[Problem]:
Repeat the text of every item below word for word, and leave the pictures out of your reply.

[Records for position identification]:
START

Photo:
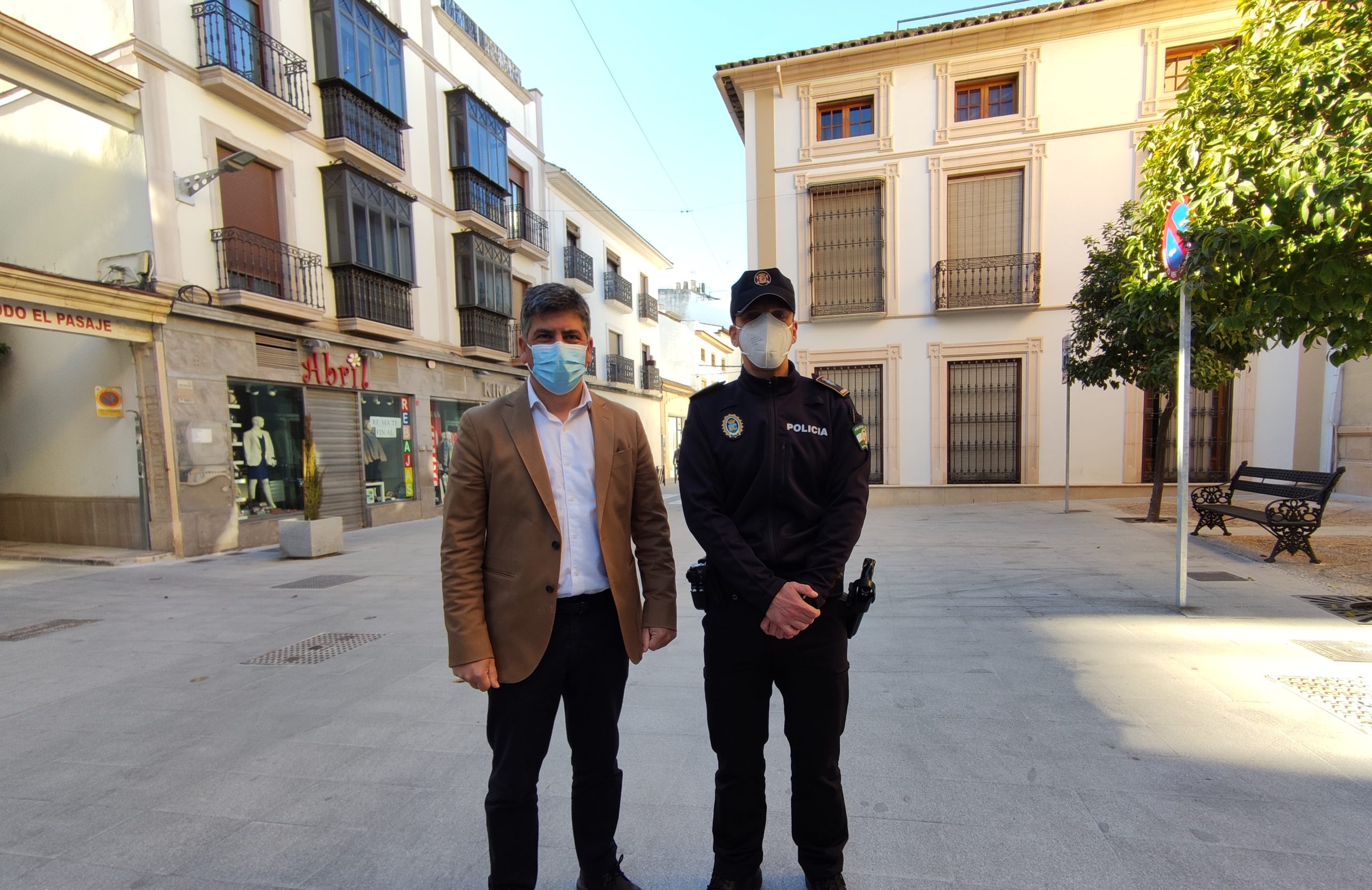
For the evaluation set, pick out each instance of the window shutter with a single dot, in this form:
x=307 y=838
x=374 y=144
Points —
x=986 y=216
x=249 y=199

END

[Solution to this task]:
Photo:
For the evaluation set, pick out each instance of the window shutter with a single dot, in this form:
x=307 y=838
x=374 y=144
Points —
x=986 y=216
x=249 y=199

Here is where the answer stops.